▸ **EXERCISE REQUIREMENTS**:
Copy out nothing but the line containing "Would you kindly indicate the street" and the lines that follow it to the end of the entries, exactly as they stand.

▸ **TASK DATA**:
_ _ _
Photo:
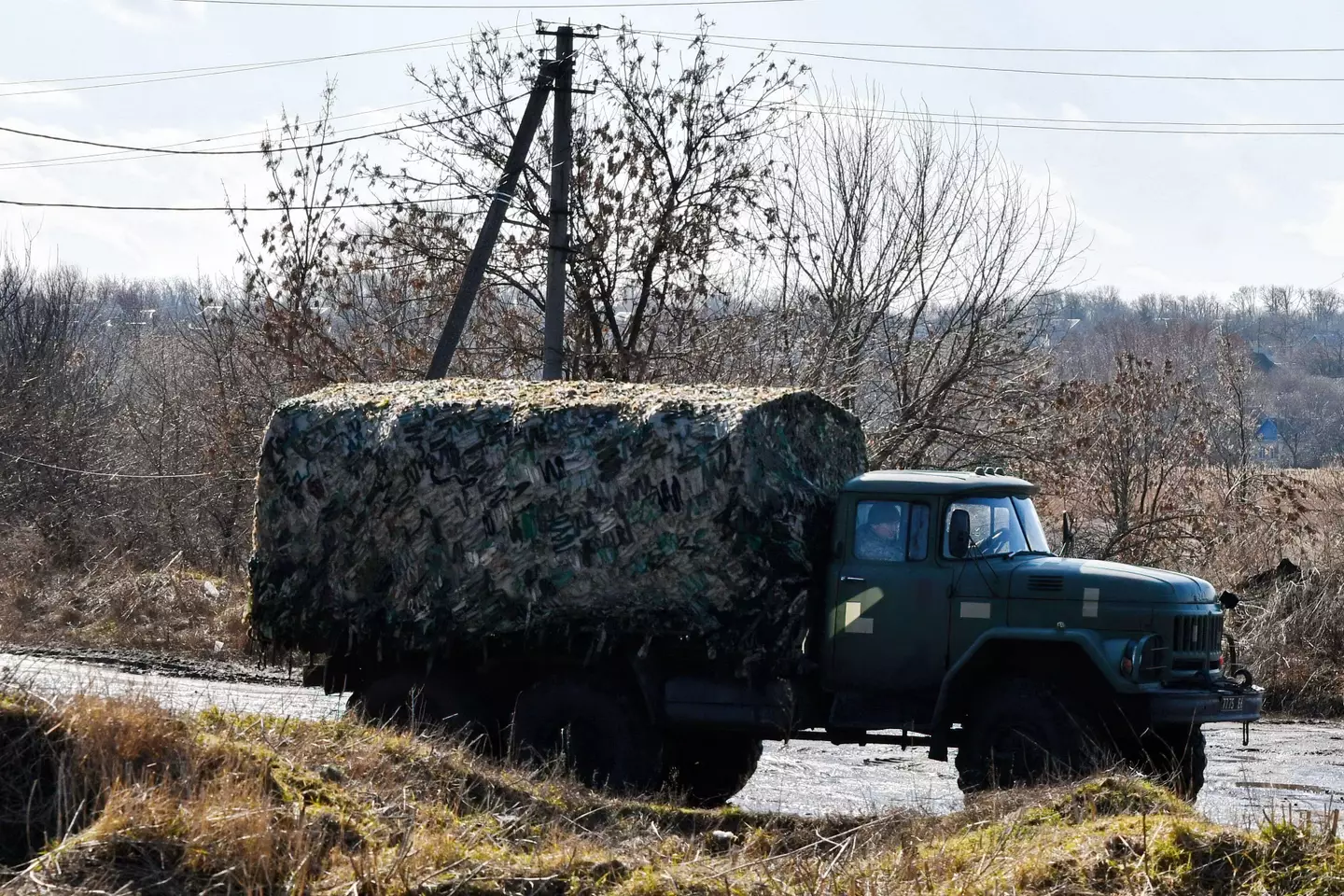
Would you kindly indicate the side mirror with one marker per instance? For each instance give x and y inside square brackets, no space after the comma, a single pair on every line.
[959,534]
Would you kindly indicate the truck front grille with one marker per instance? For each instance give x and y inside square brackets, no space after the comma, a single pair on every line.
[1200,635]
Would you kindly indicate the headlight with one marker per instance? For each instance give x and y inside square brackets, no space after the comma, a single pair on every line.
[1144,658]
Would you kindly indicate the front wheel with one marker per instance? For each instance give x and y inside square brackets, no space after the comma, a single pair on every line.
[1020,734]
[1176,757]
[599,734]
[707,767]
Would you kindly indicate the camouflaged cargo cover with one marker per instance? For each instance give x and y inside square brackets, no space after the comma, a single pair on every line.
[429,513]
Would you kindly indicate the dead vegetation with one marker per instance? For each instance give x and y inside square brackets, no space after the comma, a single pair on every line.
[121,797]
[116,606]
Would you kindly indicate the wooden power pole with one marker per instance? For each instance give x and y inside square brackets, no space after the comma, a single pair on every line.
[555,76]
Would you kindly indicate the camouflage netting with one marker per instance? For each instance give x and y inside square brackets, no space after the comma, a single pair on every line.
[421,514]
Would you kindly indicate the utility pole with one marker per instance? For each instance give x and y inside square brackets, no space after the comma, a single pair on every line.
[500,199]
[562,160]
[556,76]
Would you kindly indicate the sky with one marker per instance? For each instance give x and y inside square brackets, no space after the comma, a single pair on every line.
[1175,213]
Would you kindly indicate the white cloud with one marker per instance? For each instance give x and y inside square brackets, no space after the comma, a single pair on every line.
[1325,237]
[147,15]
[1246,189]
[1149,275]
[1108,232]
[1071,112]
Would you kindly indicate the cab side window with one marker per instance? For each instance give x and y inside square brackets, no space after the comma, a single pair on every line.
[891,531]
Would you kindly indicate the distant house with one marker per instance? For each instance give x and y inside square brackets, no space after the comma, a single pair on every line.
[1056,332]
[1262,360]
[1269,445]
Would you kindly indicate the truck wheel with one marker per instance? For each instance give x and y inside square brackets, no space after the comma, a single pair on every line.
[442,700]
[386,702]
[710,768]
[1176,757]
[599,734]
[1020,734]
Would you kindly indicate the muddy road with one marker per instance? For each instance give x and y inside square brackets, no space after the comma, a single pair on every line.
[1286,764]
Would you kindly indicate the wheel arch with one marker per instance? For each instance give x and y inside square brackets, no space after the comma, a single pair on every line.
[1070,661]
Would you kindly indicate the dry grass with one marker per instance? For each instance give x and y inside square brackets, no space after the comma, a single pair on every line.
[252,805]
[113,606]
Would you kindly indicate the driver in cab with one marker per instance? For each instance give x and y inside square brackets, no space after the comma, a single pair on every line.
[880,536]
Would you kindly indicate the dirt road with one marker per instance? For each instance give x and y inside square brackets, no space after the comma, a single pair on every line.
[1286,766]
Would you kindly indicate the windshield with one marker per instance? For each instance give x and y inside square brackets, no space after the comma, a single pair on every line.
[998,526]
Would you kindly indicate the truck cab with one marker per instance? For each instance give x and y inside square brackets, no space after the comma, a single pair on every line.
[946,613]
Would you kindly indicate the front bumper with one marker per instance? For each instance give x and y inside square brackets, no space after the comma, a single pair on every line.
[1182,707]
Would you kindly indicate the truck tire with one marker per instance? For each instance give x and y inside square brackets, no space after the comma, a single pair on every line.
[599,734]
[1020,734]
[708,768]
[1176,757]
[385,702]
[443,702]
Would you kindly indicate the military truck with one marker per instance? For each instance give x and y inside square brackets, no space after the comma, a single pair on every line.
[935,617]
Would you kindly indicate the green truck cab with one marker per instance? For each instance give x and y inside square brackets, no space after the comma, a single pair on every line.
[947,614]
[945,623]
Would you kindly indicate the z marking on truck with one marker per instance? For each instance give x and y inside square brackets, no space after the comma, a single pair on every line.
[854,620]
[1090,598]
[974,610]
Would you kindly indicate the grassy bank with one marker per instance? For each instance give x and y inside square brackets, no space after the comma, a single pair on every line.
[134,800]
[168,610]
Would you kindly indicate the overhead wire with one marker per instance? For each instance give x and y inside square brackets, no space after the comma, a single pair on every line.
[323,144]
[242,208]
[186,74]
[301,5]
[1017,49]
[1127,76]
[110,474]
[88,159]
[1081,125]
[230,66]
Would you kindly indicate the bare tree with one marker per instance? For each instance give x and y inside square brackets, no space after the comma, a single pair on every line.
[1132,453]
[672,158]
[914,263]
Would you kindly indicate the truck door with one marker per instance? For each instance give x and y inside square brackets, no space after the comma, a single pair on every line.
[889,611]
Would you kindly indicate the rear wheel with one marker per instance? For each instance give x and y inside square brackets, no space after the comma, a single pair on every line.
[1175,755]
[442,700]
[595,733]
[1022,734]
[710,767]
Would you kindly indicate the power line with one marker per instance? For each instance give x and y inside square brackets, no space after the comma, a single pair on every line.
[992,49]
[186,74]
[153,152]
[254,152]
[1081,125]
[245,210]
[231,66]
[1127,76]
[301,5]
[109,474]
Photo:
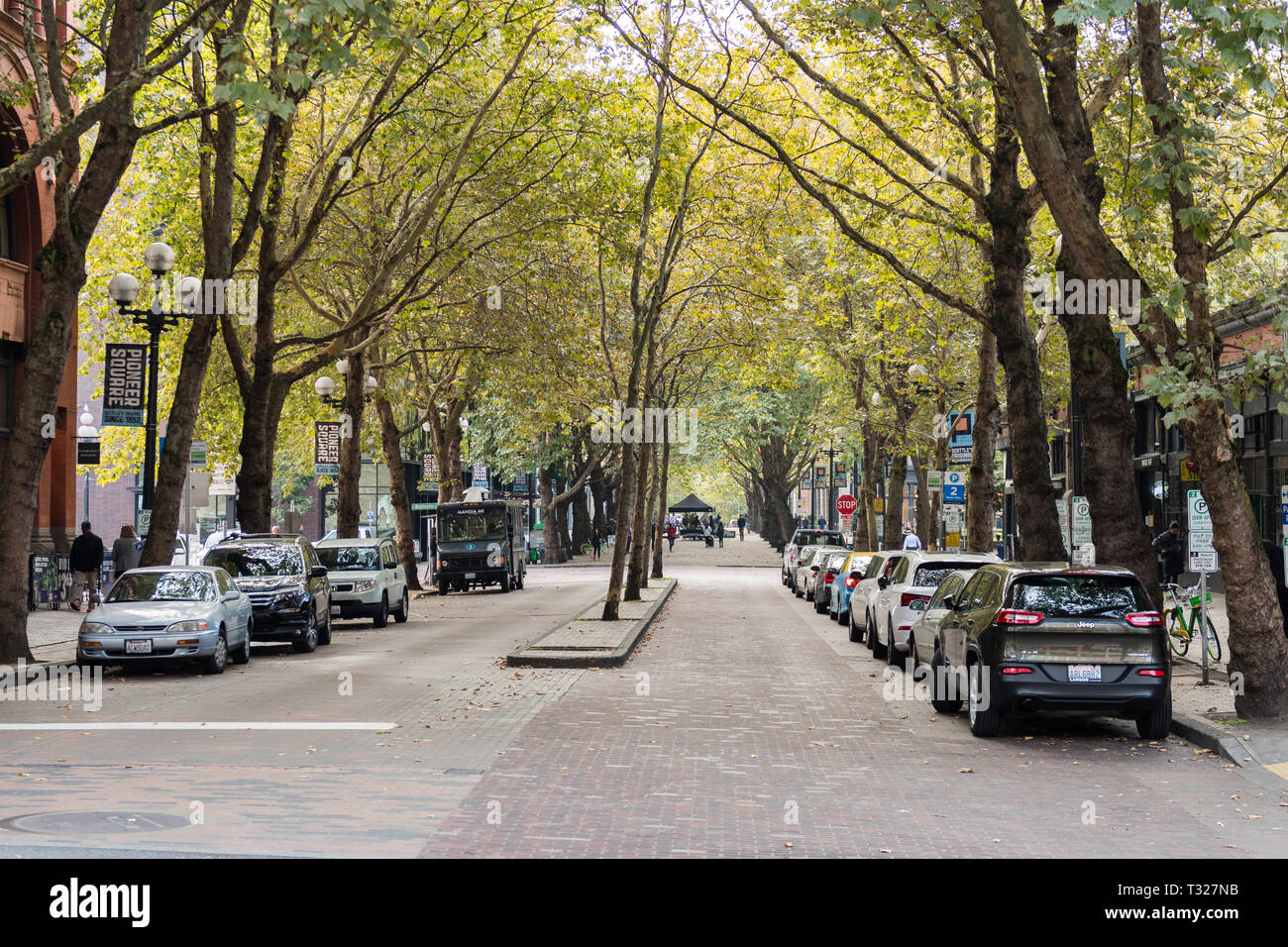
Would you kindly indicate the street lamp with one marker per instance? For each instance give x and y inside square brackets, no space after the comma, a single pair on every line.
[124,290]
[86,432]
_ _ _
▸ **SOLUTION FOR THIS EXERCISE**:
Would you kindly indicate the street lamp with one marker per instance? For each instance give x and y inside square brackets, no space after the comma, a single pair on every line.
[124,290]
[86,432]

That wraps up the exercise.